[TASK DESCRIPTION]: In the records below, copy out word for word the stretch from the line containing "Target: concrete wall" through the line containing "[[[103,169],[116,166],[117,130],[101,130],[0,149],[0,169]]]".

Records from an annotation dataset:
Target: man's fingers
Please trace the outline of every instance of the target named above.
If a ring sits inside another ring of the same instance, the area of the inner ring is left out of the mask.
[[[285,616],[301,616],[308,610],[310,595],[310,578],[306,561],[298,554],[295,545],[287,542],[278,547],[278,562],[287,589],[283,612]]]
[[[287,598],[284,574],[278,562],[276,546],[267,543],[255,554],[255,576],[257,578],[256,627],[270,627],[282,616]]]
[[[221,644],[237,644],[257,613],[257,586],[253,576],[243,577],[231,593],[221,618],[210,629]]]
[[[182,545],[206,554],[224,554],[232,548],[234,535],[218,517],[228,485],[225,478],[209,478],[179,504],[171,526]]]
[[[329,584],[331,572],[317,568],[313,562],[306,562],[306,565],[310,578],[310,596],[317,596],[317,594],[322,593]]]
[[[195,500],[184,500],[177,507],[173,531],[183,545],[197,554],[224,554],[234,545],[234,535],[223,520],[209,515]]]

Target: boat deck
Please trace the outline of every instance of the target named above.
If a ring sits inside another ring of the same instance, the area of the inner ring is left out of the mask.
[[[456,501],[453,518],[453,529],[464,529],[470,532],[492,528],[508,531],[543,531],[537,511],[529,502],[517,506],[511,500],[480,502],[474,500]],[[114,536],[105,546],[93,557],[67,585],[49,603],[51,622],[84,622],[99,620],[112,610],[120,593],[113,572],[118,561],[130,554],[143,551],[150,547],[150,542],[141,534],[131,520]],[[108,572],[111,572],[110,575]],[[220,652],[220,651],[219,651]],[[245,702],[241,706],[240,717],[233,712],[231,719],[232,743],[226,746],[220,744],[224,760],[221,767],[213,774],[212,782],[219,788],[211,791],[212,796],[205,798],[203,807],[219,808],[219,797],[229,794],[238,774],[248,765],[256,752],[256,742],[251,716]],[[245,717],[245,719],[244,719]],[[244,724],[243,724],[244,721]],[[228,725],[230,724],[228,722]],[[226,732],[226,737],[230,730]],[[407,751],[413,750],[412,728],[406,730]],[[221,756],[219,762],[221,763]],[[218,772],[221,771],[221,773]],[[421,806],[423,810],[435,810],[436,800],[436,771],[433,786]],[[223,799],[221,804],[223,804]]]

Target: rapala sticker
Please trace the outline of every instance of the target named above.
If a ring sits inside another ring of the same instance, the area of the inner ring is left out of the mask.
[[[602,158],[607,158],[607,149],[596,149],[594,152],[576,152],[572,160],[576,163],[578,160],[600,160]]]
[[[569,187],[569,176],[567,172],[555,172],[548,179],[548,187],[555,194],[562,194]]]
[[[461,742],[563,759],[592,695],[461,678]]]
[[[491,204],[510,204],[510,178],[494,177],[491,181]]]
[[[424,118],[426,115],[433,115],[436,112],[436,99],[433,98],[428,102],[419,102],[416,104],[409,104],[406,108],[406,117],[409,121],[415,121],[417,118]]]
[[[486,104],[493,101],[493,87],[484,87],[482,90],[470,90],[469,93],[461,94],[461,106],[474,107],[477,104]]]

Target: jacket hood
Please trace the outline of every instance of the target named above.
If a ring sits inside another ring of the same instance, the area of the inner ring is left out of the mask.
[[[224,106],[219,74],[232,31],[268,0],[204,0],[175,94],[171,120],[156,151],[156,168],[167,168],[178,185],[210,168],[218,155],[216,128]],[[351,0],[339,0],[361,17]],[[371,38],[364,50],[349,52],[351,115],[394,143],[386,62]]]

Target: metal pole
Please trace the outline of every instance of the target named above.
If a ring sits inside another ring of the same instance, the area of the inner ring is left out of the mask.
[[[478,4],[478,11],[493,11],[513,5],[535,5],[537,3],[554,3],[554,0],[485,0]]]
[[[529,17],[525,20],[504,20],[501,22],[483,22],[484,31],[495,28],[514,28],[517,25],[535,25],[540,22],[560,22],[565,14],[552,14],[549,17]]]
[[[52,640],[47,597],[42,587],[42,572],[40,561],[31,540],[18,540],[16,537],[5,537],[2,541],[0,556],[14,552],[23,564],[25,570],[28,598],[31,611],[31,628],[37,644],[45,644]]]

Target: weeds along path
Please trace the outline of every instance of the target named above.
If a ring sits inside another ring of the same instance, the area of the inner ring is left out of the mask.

==

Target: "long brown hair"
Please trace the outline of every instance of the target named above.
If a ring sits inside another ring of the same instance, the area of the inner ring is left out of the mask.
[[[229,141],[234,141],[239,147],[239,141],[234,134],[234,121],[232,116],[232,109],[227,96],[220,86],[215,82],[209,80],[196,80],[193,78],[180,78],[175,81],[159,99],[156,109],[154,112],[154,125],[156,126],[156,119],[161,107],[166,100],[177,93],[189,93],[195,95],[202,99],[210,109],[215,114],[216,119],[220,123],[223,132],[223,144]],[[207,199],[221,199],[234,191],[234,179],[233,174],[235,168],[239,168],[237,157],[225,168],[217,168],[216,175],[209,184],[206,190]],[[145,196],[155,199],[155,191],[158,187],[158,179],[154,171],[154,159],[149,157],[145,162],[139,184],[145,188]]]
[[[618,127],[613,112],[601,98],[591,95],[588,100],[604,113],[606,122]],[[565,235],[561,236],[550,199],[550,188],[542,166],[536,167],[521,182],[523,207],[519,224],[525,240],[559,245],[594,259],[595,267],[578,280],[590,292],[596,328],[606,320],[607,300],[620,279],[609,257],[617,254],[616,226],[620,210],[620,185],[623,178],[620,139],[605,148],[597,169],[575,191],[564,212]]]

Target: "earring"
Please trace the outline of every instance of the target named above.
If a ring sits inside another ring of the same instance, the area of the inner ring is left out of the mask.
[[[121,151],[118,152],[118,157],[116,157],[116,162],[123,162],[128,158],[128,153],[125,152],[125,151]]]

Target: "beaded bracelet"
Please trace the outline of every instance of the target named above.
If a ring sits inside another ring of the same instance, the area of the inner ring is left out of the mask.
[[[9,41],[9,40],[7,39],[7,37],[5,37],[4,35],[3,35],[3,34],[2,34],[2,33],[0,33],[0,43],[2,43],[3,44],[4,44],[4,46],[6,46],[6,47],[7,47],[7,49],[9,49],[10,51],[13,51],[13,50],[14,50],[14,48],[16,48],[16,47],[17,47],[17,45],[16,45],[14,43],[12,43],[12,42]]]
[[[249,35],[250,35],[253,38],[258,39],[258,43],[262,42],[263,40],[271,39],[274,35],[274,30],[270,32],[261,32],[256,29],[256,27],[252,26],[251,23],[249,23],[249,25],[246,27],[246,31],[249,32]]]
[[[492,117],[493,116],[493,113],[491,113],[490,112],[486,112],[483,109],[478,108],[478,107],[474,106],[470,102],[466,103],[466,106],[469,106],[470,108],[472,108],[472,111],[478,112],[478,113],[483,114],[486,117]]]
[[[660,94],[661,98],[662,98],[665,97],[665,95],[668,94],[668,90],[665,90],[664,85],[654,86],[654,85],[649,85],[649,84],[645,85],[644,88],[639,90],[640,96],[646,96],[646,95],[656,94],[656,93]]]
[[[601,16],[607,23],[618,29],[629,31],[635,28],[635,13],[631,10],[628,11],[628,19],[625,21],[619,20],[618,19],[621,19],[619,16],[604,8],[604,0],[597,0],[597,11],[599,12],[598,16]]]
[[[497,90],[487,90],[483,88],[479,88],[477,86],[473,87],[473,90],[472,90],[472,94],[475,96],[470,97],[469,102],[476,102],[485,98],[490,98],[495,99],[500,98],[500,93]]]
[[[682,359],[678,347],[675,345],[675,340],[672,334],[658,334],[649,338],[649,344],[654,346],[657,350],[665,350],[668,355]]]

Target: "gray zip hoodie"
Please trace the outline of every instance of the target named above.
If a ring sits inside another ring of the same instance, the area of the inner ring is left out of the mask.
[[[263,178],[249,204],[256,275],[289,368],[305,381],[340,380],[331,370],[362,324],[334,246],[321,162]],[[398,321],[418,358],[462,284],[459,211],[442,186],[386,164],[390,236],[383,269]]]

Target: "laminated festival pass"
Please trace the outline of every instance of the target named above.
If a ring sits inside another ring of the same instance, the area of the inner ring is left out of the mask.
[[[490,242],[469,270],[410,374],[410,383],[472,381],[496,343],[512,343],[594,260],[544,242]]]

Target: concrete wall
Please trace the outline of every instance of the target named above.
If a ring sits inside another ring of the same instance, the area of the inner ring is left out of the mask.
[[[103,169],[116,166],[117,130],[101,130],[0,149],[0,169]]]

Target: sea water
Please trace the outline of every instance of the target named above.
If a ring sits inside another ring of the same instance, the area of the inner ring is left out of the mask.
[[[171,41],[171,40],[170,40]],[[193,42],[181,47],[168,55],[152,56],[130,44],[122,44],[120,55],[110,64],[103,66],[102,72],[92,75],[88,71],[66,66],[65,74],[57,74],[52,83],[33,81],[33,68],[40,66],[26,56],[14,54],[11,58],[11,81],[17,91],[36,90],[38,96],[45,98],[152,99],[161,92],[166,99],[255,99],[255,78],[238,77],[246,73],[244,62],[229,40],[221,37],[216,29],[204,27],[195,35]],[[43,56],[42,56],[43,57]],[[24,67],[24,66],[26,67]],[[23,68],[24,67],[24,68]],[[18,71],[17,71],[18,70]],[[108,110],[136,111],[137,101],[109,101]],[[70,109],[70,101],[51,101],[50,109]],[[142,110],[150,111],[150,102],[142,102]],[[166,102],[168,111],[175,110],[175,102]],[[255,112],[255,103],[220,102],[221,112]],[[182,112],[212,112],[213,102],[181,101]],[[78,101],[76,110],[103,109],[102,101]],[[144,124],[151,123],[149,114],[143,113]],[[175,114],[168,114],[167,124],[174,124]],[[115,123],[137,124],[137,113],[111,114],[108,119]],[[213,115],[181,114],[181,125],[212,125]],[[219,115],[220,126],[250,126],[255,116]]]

[SOLUTION FOR THIS EXERCISE]:
Target: concrete wall
Please trace the outline of every instance of the target named above.
If a ring sits inside another ring of the same instance, the area of the inner ring is left out of the mask.
[[[103,169],[116,166],[117,130],[101,130],[0,149],[0,169]]]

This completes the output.